## TASK DETAILS
Please locate every line in the entries that contains the string "pool" and copy each one out in full. Treat case as significant.

## MATERIAL SUPPLIED
┏━━
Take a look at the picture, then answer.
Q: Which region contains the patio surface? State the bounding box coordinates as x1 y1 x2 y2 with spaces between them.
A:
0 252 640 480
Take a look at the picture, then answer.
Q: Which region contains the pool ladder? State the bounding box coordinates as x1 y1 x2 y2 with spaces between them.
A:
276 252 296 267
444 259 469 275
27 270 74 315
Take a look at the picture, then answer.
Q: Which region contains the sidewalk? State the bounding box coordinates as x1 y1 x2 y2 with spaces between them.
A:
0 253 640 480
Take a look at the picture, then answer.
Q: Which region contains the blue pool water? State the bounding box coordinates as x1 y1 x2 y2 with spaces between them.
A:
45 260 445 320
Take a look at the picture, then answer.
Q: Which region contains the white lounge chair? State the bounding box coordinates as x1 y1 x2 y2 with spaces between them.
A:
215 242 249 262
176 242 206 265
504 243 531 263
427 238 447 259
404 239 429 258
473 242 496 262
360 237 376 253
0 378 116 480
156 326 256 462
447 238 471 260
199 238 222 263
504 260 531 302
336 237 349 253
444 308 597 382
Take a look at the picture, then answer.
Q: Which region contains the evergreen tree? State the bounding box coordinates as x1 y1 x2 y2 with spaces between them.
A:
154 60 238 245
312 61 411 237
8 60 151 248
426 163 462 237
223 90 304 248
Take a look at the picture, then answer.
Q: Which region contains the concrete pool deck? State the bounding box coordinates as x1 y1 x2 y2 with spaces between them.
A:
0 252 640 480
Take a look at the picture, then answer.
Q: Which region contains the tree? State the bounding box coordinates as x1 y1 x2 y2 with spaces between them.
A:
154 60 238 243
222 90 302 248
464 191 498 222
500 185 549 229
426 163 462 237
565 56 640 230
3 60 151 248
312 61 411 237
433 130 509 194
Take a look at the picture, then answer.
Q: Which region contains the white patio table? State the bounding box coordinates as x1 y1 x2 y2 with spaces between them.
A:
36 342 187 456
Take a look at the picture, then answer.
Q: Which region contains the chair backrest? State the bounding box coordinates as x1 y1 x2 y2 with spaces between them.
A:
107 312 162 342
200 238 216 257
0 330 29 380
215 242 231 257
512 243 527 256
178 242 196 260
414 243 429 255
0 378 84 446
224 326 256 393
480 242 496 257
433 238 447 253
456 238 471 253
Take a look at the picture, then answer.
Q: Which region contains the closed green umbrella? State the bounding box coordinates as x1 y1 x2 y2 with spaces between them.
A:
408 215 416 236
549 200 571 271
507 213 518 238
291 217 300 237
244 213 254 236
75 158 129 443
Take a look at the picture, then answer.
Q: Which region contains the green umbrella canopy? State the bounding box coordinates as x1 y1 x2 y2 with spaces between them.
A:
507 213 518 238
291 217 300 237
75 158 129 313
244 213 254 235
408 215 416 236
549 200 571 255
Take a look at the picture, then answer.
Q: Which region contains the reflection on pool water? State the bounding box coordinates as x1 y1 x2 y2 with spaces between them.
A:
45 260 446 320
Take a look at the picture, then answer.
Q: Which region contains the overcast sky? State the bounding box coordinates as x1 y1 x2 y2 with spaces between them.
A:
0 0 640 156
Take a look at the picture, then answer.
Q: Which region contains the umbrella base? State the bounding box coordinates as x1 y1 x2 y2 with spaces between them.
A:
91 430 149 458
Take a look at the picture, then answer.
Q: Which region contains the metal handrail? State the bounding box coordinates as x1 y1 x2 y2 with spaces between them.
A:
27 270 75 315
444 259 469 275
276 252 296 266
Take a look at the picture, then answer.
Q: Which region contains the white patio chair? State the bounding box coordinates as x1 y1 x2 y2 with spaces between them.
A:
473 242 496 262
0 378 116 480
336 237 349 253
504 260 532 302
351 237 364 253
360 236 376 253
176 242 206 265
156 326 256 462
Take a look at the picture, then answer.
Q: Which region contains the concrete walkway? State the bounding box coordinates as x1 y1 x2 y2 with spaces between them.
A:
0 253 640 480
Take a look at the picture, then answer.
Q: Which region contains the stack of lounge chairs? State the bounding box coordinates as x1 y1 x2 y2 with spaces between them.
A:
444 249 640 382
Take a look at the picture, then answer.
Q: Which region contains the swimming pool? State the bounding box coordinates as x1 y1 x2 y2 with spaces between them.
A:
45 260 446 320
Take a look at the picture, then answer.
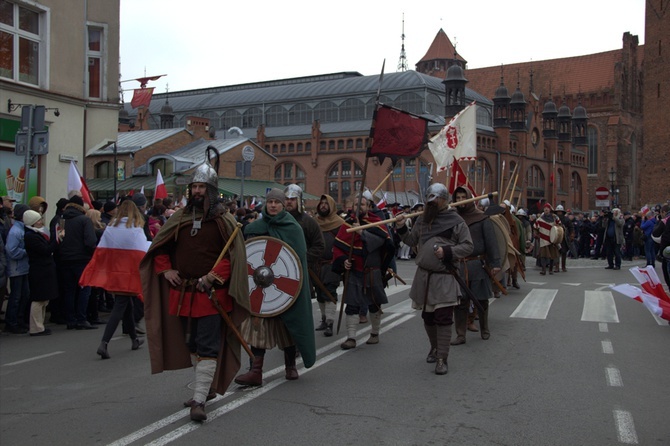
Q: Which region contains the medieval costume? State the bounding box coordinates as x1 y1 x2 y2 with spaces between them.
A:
451 187 502 345
316 195 344 336
333 198 395 350
140 147 250 421
235 189 316 386
398 183 473 375
535 203 561 275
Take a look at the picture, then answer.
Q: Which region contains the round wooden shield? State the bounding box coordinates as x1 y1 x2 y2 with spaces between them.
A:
246 237 303 317
549 225 563 245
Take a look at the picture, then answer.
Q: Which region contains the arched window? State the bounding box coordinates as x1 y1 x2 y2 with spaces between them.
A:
275 162 305 190
95 161 114 178
151 158 174 178
586 126 598 174
288 104 314 125
326 159 363 203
┗━━
## REPLY TO THE EXERCISE
Q: Which region contains the pool ladder? State the bounding box coordinates as x1 y1 x2 y2 with spaces between them.
Q: Which region contains the blue pool water? State the bounding box coordinates as x1 y1 x2 y2 with spaces between them.
Q: Which region contains the concrete pool deck? State the bounding box coordinates as x1 y1 x2 y2 with spaces between them.
Q: Which region contains the reflection on pool water? State the bounding box coordinates as x1 y1 x2 y2 with spaces between them.
Q: Which region contains the swimming pool? State the bounding box coordinates as x1 y1 x2 y2 with spaces between them.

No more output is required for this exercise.